Passage provided:
------------------------------------------------------------

I got a storch anna on sat and i love it so much its lush!! I now need to borrow my sons doll to practise wrapping now so i have it right for when the baby comes... im a little rusty and am far to used to a mei tai!!


----------



## louandivy

Guys I'm really struggling with figuring out how to put Ivy in a back carry with the Ergo on my own :( Its been really warm the past few days and wearing her on my front has made both of us absolutely boiling. I actually took her out in the pram for the first time since October a few days ago and she LOVED it, reaaally don't wanna have to start lugging that big thing about again! Does anyone have any tips. Or a link to a good youtube vid? Also does anyone ever use the hip carry, what do you think of it?


----------



## insomnimama

Get a Beco butterfly! Eliminates that problem altogether :)


----------



## Lliena

louandivy said:


> Guys I'm really struggling with figuring out how to put Ivy in a back carry with the Ergo on my own :( Its been really warm the past few days and wearing her on my front has made both of us absolutely boiling. I actually took her out in the pram for the first time since October a few days ago and she LOVED it, reaaally don't wanna have to start lugging that big thing about again! Does anyone have any tips. Or a link to a good youtube vid? Also does anyone ever use the hip carry, what do you think of it?


Clip it round your waist with shoulder straps already done up,bend forward and hip scoot little one round up onto your back then reach behind you for the strap and pull it up and slide your arm in :) Practise over a bed/sofa first in case you drop LO. Dougie on here made a good video here that explains better :) https://louiesmummy.blogspot.com/2011/01/how-we-do-back-carry.html


----------



## JellyBeann

I want an Ergo so bad!! DH has agreed to get one for the next one!! I am not going to need a pram at all lol! I've decided I might sell mine to buy an ergo and just get a cheap thing for emergencies!!


----------



## Arcanegirl

Ive bought an Ergo :blush: That'll be my 6th carrier in Alexs lifetime :lol:


----------



## Lliena

My meitai came but after trying it Im def a wrap girl so I have sold it onto Jessa :D And now Im waiting for a zara ocean :happydance:


----------



## JellyBeann

What can I sell to fund my Ergo?? I have a woven wrap to sell if anyone is interested?

------------------------------------------------------------

Tasks:
(A) In the baby carrier thread, rewrite the paragraph beginning "Clip it round your waist" as a short list of steps that keeps its main facts.
(B) Set down the part of the baby carrier thread starting with "I want an Ergo" and going on through "thing for emergencies!!", word for word.
(C) According to the baby carrier thread, what is Lliena now waiting for after selling her mei tai?

------------------------------------------------------------

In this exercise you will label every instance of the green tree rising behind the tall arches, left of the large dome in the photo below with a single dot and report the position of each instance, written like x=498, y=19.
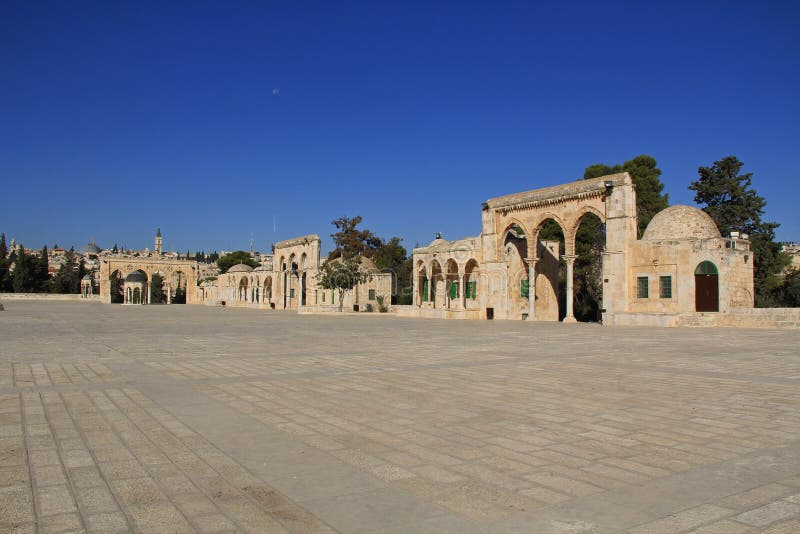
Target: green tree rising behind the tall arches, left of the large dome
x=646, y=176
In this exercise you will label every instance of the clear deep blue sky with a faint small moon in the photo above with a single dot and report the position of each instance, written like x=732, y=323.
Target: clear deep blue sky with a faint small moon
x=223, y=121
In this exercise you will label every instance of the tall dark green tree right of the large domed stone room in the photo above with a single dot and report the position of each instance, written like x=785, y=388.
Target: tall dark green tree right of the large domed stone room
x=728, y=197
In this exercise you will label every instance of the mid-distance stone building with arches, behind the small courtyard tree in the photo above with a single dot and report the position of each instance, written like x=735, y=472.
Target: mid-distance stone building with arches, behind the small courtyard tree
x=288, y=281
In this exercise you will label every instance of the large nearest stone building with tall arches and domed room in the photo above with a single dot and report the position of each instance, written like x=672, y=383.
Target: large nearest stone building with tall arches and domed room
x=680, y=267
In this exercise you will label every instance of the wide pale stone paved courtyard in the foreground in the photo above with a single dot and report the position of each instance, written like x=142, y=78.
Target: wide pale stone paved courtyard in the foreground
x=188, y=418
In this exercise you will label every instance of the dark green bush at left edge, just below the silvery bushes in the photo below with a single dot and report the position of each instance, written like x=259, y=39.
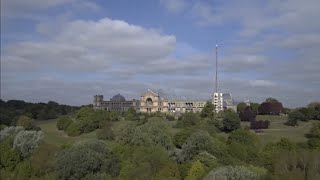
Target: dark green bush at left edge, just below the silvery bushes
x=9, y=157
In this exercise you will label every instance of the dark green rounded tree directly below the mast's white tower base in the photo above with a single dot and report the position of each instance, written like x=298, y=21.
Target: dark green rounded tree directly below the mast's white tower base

------------------------------------------------------------

Solved tasks:
(A)
- Clip the carrier around your waist with the shoulder straps already done up.
- Bend forward and hip-scoot the little one around and up onto your back.
- Reach behind you for the strap, pull it up, and slide your arm in.
- Practice over a bed or sofa first in case you drop the little one.
- Dougie from the forum made a video that explains it better: https://louiesmummy.blogspot.com/2011/01/how-we-do-back-carry.html

(B)
I want an Ergo so bad!! DH has agreed to get one for the next one!! I am not going to need a pram at all lol! I've decided I might sell mine to buy an ergo and just get a cheap thing for emergencies!!

(C) A zara ocean.